-- START Supplied material --

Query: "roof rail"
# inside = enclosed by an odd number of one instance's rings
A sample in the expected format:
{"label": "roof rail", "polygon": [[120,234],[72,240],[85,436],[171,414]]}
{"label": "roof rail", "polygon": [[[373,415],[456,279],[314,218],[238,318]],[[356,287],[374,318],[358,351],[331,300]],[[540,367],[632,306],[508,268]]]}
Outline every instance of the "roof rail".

-- END Supplied material --

Transcribe every one of the records above, keeping each line identical to the original.

Query: "roof rail"
# inside = enclosed by an odd number of one instance's rings
A sample in the expected format:
{"label": "roof rail", "polygon": [[120,234],[72,240],[85,436],[171,414]]}
{"label": "roof rail", "polygon": [[[373,415],[456,279],[314,218],[238,318]],[[356,287],[374,318],[358,351],[331,300]],[[540,367],[632,306],[508,268]]]}
Outline every instance of the "roof rail".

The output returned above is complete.